▸ Brief
Pull out every item below and reproduce each one word for word, without any changes.

Coordinate annotation items
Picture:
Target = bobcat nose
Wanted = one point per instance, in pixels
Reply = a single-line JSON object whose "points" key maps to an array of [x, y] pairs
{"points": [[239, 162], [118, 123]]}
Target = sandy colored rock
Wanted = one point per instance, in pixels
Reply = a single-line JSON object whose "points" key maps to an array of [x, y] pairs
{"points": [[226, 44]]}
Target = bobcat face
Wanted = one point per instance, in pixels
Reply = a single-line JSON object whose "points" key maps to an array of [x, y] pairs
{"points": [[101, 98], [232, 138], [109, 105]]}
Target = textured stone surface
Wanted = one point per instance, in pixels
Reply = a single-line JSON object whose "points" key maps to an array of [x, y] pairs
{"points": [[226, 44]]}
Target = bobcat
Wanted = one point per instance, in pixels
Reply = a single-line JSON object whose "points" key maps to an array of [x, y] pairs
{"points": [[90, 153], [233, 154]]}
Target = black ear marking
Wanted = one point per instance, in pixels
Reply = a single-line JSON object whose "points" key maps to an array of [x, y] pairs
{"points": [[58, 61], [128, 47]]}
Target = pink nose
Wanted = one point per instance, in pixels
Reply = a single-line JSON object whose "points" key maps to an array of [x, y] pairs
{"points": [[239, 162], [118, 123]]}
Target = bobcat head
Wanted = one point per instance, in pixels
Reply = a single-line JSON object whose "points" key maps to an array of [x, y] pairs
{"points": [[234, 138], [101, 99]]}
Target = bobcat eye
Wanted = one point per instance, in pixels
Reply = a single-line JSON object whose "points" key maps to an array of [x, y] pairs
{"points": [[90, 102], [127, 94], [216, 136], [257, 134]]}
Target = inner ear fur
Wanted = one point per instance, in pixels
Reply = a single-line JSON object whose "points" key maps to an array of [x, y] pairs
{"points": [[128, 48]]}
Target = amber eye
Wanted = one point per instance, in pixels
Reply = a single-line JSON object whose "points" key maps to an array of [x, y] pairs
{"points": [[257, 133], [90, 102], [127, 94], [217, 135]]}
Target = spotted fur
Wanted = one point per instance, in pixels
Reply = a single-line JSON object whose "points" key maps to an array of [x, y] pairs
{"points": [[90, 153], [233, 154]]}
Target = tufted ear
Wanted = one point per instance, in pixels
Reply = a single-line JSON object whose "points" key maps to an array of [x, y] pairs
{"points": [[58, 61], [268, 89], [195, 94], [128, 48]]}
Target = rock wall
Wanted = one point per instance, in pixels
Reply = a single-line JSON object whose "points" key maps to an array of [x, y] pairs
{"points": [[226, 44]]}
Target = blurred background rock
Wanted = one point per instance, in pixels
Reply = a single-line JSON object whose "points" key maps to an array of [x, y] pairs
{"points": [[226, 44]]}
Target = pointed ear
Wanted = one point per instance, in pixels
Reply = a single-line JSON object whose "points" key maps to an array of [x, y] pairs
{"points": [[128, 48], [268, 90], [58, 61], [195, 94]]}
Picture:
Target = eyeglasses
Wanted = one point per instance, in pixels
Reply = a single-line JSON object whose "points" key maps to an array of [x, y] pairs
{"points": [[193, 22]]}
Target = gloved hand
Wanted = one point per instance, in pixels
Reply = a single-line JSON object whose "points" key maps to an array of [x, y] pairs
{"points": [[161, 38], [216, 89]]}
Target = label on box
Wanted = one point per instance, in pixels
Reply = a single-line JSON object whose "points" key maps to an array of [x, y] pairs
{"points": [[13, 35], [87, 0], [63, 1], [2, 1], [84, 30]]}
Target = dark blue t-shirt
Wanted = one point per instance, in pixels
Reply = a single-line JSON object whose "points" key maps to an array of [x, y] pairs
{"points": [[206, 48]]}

▸ Correct result
Picture:
Target = bobcat nose
Wanted = one point per instance, in pixels
Reply = a single-line JSON object whose "points" key maps to an array of [x, y] pairs
{"points": [[239, 162], [118, 123]]}
Target = sandy colored rock
Wanted = one point per instance, in pixels
Reply = a single-line JSON object whose "points" key maps to an array of [x, y] pairs
{"points": [[226, 44]]}
Target = bobcat face
Wanted = one point per instance, in pixels
Reply = a single-line JSON object whose "points" key maps to an array of [x, y] pairs
{"points": [[101, 98], [232, 138], [109, 105]]}
Target = textured stone surface
Wanted = one point per instance, in pixels
Reply = a single-line JSON object whose "points" key maps to an array of [x, y] pairs
{"points": [[226, 44]]}
Target = bobcat
Wanted = one point per instance, in pixels
Reply = a single-line JSON object whose "points" key maps to an array of [x, y] pairs
{"points": [[90, 153], [233, 154]]}
Target = black ear marking
Wanted = one point per instance, in pixels
Reply = a single-line JSON object whose "points" key maps to an array of [x, y] pairs
{"points": [[58, 61], [128, 47]]}
Target = pink nose
Wanted = one point per instance, in pixels
Reply = a single-line JSON object whose "points" key maps to an array of [x, y] pairs
{"points": [[239, 162], [118, 123]]}
Target = bobcat head
Wanted = one point per instance, in pixels
Reply = a single-line JSON object whose "points" key maps to an array of [x, y] pairs
{"points": [[234, 138], [101, 99]]}
Target = bobcat eye
Wanted = one point per instance, in pixels
Reply = a single-line JSON object whose "points" key maps to an array of [x, y] pairs
{"points": [[90, 102], [127, 94], [216, 136], [257, 134]]}
Target = inner ear fur
Wanted = one point per instance, in pixels
Reply = a single-line JSON object whose "points" key maps to an array of [x, y] pairs
{"points": [[128, 48]]}
Target = amber eye
Wanted = one point per instance, in pixels
Reply = a single-line JSON object whose "points" key maps to an array of [x, y] pairs
{"points": [[257, 133], [90, 102], [127, 94], [217, 135]]}
Target = spotted fur
Wanted = one point per instance, in pixels
Reply = a single-line JSON object whose "points" key maps to an array of [x, y] pairs
{"points": [[90, 153], [233, 154]]}
Target = tufted ear
Wanted = one point per instance, in pixels
Reply = a single-line JSON object whose "points" key maps to an array of [x, y] pairs
{"points": [[58, 61], [268, 89], [195, 94], [128, 48]]}
Target = rock wall
Wanted = one point per instance, in pixels
Reply = a single-line JSON object whose "points" key maps to an array of [x, y] pairs
{"points": [[226, 44]]}
Target = blurred background rock
Wanted = one point per instance, in pixels
Reply = a single-line JSON object whose "points" key maps to an array of [x, y] pairs
{"points": [[226, 44]]}
Target = pointed ear
Wanted = one point per instance, in pixels
Reply = a single-line JSON object whose "points" key maps to an array of [x, y] pairs
{"points": [[128, 48], [268, 90], [58, 61], [195, 94]]}
Picture:
Target = eyeglasses
Wanted = one point per instance, in pixels
Reply = a single-line JSON object whose "points" key maps to an array of [x, y] pairs
{"points": [[193, 22]]}
Target = gloved hand
Wanted = one point per instance, in pixels
Reply = a single-line JSON object whose "points" key maps to an array of [x, y] pairs
{"points": [[161, 38], [216, 89]]}
Target = label on box
Wanted = one point per instance, in pixels
Reply = a single-line JSON object whose "points" key maps to an array of [x, y] pairs
{"points": [[13, 35], [87, 0], [63, 1], [2, 1], [84, 30]]}
Target = dark blue t-shirt
Wanted = one point per instance, in pixels
Reply = a single-line JSON object whose "points" key maps to an array of [x, y] pairs
{"points": [[206, 48]]}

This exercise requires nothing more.